## [Task to carry out]
Transcribe, exactly as they appear, only the lines from the one holding "Practice. Identify the silver" through the end of the entries below.

## [Dataset records]
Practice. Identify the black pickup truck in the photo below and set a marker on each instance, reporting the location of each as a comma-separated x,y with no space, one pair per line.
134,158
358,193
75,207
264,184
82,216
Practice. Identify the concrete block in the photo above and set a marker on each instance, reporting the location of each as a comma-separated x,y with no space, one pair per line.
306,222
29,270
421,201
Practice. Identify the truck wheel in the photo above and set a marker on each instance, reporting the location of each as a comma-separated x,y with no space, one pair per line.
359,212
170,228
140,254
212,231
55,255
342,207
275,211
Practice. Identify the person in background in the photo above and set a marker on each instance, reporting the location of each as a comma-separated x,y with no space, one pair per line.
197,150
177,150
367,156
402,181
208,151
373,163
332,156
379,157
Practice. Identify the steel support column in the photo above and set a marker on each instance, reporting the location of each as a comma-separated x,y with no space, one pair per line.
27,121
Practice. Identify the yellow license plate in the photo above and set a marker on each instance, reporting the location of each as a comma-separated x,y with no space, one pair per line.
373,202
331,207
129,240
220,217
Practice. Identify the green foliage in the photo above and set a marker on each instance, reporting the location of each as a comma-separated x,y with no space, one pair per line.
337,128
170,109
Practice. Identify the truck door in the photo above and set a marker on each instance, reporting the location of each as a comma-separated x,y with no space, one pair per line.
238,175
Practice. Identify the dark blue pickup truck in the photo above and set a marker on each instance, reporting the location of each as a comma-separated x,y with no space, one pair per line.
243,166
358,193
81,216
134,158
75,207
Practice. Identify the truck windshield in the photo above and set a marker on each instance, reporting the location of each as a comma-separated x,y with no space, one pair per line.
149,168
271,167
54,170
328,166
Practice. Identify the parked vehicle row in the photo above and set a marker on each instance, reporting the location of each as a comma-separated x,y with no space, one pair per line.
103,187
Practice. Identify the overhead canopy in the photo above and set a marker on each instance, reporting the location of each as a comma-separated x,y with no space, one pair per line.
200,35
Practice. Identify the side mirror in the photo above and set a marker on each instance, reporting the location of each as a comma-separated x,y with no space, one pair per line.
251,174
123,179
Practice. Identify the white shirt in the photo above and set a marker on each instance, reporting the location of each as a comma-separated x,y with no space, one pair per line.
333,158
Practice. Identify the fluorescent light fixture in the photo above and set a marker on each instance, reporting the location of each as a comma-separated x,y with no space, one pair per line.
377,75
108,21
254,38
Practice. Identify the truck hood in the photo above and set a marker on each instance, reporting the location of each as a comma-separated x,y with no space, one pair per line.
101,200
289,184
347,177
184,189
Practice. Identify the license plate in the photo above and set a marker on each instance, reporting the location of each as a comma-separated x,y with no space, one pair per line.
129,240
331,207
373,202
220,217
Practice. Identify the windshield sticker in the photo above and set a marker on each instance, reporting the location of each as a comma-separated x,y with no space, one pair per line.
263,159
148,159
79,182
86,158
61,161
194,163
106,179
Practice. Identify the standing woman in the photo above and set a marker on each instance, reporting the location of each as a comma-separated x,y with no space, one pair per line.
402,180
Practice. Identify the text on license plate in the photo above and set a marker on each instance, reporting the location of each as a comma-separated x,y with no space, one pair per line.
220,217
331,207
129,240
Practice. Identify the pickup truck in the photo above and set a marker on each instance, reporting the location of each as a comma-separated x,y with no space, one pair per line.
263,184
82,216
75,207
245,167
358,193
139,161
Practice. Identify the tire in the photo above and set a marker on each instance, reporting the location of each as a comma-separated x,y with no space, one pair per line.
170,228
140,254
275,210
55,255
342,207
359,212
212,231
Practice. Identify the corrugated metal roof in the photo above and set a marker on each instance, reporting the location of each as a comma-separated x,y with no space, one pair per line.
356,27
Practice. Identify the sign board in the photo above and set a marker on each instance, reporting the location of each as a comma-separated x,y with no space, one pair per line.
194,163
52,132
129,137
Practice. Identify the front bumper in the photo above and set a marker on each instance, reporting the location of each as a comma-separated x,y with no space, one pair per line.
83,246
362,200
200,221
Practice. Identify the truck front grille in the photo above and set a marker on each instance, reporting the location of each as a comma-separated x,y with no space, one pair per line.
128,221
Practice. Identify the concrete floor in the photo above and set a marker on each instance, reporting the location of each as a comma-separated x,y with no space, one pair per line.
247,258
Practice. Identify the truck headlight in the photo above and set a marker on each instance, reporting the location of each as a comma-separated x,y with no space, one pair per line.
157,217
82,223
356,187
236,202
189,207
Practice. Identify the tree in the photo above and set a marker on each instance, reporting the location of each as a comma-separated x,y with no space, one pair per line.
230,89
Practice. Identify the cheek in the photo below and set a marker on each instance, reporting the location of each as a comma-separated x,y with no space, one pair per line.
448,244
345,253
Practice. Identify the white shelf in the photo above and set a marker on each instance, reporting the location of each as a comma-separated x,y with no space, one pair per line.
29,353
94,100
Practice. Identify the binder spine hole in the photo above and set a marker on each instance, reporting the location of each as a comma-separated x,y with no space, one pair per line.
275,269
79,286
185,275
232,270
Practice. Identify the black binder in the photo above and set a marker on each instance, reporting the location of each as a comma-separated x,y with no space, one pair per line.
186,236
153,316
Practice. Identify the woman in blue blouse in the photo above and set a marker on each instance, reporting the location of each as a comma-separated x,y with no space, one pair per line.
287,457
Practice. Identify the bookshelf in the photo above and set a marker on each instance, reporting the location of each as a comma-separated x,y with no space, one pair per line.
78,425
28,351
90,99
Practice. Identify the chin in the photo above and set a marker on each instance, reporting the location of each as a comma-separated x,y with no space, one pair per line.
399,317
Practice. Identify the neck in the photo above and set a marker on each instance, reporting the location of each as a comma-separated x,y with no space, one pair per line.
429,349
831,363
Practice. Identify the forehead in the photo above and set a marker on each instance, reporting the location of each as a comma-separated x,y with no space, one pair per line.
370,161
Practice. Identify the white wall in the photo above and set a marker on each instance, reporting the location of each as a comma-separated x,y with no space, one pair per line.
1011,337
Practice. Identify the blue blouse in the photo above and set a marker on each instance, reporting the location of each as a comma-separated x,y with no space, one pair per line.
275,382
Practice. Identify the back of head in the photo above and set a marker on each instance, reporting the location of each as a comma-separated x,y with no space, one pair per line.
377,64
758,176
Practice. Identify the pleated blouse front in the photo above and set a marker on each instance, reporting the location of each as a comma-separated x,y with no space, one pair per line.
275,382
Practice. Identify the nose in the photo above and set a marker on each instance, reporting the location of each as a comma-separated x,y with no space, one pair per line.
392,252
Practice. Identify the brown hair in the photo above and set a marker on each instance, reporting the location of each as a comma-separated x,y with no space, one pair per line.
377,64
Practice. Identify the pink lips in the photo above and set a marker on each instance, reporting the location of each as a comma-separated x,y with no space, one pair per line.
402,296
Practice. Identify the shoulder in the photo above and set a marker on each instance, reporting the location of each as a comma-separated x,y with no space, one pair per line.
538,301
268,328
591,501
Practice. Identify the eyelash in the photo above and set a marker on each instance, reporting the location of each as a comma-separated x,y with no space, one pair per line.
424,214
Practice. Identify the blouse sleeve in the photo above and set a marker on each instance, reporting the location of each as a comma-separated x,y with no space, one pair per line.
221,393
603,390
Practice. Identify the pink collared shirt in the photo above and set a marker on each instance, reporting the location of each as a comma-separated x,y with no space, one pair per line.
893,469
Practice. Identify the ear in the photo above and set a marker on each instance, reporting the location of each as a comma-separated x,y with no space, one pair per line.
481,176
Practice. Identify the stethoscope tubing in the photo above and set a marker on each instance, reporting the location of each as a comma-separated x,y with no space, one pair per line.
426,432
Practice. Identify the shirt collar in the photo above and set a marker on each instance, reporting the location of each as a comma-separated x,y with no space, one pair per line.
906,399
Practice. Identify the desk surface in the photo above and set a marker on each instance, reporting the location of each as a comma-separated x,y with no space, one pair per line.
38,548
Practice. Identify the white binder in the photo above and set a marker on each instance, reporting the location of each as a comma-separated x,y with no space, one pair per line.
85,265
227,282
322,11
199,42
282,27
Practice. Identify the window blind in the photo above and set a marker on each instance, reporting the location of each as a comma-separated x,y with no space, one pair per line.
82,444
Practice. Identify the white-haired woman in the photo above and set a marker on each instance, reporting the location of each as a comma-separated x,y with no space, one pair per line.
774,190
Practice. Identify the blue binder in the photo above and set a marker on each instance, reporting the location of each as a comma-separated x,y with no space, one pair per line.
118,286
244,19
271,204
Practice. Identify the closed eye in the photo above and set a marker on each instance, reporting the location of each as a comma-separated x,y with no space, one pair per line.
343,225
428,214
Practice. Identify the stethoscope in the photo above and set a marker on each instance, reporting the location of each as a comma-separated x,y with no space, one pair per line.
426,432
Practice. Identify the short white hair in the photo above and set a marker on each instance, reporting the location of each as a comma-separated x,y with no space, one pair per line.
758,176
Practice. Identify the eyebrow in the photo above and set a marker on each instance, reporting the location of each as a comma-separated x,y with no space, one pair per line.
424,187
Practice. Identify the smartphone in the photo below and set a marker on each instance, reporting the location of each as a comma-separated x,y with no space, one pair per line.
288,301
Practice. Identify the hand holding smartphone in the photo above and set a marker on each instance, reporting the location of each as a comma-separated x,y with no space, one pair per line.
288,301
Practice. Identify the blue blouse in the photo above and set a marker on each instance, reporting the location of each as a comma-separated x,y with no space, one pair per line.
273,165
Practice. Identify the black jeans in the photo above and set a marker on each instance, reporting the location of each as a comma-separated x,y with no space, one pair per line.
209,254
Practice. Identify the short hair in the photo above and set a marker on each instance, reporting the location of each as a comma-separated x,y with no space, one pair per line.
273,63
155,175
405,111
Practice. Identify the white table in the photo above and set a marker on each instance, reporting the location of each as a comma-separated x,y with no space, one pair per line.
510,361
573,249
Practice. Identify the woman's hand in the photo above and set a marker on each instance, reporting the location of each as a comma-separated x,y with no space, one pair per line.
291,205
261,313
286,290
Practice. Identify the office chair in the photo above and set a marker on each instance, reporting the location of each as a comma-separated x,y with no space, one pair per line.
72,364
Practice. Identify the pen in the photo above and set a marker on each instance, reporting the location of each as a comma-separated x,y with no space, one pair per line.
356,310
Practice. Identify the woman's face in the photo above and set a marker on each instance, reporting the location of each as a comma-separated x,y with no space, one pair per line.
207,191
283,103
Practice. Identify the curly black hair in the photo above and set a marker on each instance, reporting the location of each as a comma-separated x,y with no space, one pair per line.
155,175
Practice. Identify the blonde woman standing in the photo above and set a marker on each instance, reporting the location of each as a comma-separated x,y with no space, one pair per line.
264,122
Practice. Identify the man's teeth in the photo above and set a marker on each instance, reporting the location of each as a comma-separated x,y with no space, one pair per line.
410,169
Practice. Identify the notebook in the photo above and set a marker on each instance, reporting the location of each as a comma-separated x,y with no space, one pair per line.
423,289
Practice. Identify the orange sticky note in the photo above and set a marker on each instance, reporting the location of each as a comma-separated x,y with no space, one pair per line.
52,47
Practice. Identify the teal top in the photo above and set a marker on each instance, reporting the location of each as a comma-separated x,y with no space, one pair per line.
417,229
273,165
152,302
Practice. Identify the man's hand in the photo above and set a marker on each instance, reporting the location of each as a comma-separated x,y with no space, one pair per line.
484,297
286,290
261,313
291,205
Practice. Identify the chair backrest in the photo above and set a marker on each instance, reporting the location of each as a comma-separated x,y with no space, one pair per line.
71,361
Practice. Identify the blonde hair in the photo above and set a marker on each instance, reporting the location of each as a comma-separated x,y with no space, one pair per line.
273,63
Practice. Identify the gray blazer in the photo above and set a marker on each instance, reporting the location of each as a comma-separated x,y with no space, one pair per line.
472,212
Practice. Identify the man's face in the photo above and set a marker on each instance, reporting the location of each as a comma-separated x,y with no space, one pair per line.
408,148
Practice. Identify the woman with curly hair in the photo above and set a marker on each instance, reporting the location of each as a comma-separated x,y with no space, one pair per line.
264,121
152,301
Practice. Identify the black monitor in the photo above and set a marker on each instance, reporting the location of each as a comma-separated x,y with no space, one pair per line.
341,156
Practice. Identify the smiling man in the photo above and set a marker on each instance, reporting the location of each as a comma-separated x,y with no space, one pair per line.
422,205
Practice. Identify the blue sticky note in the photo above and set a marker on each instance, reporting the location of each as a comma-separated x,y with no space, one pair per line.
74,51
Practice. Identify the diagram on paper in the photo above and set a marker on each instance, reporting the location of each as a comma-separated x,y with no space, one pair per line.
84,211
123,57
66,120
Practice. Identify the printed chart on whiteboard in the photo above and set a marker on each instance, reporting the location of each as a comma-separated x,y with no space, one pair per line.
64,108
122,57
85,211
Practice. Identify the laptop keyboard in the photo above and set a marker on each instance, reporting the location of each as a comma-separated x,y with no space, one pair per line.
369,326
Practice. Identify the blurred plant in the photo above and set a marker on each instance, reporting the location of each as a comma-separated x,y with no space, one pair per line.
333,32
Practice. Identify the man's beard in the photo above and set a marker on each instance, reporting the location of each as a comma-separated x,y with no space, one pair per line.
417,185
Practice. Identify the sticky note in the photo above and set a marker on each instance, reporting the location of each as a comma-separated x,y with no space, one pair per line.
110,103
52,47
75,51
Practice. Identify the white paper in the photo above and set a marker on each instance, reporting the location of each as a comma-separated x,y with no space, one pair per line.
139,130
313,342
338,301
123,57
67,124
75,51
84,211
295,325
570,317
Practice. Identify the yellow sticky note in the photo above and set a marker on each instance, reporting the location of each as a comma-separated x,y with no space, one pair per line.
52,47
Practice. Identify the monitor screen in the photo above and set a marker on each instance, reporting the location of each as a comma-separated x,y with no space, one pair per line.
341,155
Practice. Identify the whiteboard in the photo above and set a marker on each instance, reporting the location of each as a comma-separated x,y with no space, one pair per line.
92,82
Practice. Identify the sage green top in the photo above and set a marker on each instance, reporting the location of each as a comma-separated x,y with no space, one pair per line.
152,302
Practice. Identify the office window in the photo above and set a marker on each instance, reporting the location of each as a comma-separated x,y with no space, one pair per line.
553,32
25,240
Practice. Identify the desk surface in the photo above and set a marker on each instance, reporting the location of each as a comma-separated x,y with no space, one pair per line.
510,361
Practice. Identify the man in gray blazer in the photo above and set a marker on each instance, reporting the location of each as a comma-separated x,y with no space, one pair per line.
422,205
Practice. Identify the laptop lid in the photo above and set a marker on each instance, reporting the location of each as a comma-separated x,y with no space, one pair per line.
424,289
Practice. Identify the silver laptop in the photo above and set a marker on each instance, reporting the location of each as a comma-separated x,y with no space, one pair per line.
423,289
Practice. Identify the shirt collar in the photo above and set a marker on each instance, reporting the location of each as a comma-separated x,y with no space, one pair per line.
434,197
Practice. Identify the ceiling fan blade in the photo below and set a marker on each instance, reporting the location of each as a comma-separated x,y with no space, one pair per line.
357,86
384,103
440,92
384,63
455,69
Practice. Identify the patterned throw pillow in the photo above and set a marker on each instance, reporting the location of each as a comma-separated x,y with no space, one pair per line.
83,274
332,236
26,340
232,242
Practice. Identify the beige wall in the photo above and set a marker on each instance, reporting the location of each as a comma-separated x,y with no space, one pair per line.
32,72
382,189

## [Answer]
Practice. Identify the silver laptop in the photo above and set a marker on each instance, reporting the location of each as a comma-separated x,y with no space, one pair per line.
423,289
Practice. Identify the shirt collar in the photo above and set a marker on each instance, reporting the location of each as a comma-separated x,y with no space, one pair per line.
434,197
Practice. Identify the ceiling fan blade in the photo below and set a marker on each instance, reporting the location of each as a comma-separated x,y with no space, one pair per line.
357,86
384,103
440,92
384,63
455,69
Practice. Identify the patterned throw pillow in the photo above and set a marker on each instance, reporting the location of each as a comma-separated x,y with no space, one pair per line.
83,274
332,236
26,340
232,242
Practice. Identify the beige wall in the photo above and set a marker on each instance, reporting the location of each as a comma-separated x,y with no space, one pair per line.
32,72
382,189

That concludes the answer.